:: PAGE TEXT ::
I took pc to  Md computes and after checking  their hadware engine said that i dont need to update bios but my harddisk was faulty
so got a new hdd and they installed win 10 so far running fine without any issue
pc issue seems to be resolved ..
but my new problem is  fast consumption of my internet

i use zte dongle
and have vodafone super plan of 2gb /day

in my  old pc with 2gb ram the intenet used to last for 7-8 hrs  but now due to faster pc
and internet speed..its taking 2-3 hrs to consume 2gb

i tried to change dongle settings from automatic to UMTS but still consumption is rapid

is thee anyway i can reduce internet speed? will removing 1 ram slow pc and reduce internet speed..becoz  i need internet through ought the day


----------



## nac (Nov 30, 2018)

What???

RAM has nothing to do with internet speed. Since you have just installed OS, probably it's the update. Anyway, check task manager and see which app consuming a lot. If you don't want that, kill it - assuming it's not something critical. If you're watching any videos, lower the resolution.


----------



## whitestar_999 (Nov 30, 2018)

Win 10 needs a lot of updates & by default it is very difficult to disable them.Download & run this(there are two files inside,run the wumt_x64.exe) & set windows update to disabled or notification mode.
wumt.zip


----------



## Minion (Nov 30, 2018)

:: TASK LIST ::
(a) Translate the sentence "RAM has nothing to do with internet speed." from the forum thread into Spanish.
(b) Reproduce the forum thread word for word, covering everything from "RAM has nothing" down to "whitestar_999 (Nov 30, 2018)".

Location identification data

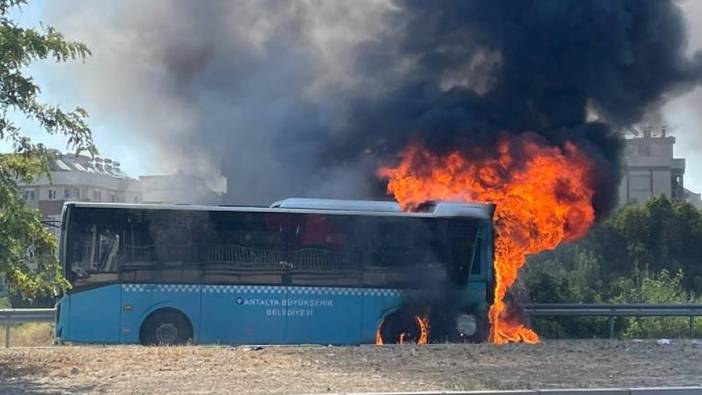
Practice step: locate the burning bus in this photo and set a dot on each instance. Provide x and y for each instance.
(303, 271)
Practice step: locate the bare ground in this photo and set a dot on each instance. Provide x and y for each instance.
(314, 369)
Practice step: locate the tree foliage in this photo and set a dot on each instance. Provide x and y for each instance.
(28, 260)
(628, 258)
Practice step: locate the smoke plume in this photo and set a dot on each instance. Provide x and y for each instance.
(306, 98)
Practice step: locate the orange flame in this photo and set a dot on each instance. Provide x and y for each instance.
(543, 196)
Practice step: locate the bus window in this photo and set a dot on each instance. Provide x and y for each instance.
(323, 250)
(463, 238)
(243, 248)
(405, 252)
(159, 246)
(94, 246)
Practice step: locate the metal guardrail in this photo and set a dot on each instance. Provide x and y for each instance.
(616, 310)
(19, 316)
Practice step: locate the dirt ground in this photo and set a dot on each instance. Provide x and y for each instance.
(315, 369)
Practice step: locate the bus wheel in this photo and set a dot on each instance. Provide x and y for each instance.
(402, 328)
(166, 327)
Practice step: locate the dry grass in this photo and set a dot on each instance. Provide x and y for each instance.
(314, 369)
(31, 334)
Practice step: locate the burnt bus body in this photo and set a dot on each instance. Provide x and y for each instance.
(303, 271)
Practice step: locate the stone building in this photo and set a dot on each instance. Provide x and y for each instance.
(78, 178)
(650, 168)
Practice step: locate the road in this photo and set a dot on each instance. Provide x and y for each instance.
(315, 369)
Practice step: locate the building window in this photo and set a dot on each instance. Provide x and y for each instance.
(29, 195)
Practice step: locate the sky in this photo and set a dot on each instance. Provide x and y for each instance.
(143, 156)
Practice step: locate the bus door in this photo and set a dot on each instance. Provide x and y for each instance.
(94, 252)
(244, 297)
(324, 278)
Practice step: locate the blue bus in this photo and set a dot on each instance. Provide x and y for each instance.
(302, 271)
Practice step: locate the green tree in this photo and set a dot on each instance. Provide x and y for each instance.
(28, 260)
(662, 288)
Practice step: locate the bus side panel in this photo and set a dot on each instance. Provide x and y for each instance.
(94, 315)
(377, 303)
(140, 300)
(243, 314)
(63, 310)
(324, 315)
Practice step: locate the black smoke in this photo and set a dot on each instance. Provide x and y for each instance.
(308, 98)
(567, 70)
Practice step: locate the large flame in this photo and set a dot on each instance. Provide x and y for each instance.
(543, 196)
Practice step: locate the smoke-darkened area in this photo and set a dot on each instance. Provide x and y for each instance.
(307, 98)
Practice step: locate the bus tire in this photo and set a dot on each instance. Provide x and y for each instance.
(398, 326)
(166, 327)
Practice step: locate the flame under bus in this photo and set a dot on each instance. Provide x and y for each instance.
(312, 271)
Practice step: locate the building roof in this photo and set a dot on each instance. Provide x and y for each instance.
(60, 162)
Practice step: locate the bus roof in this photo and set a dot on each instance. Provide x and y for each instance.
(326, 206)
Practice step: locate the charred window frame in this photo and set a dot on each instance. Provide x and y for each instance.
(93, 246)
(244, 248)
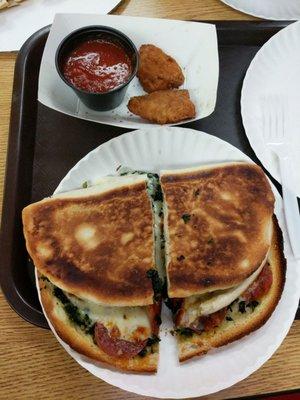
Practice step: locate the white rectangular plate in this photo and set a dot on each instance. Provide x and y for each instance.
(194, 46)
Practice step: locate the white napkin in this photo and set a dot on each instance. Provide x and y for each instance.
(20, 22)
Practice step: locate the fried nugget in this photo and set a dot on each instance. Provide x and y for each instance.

:: SOLUTIONS TO THE PROBLEMS ::
(a) La RAM no tiene nada que ver con la velocidad de internet.

(b)
RAM has nothing to do with internet speed. Since you have just installed OS, probably it's the update. Anyway, check task manager and see which app consuming a lot. If you don't want that, kill it - assuming it's not something critical. If you're watching any videos, lower the resolution.


----------



## whitestar_999 (Nov 30, 2018)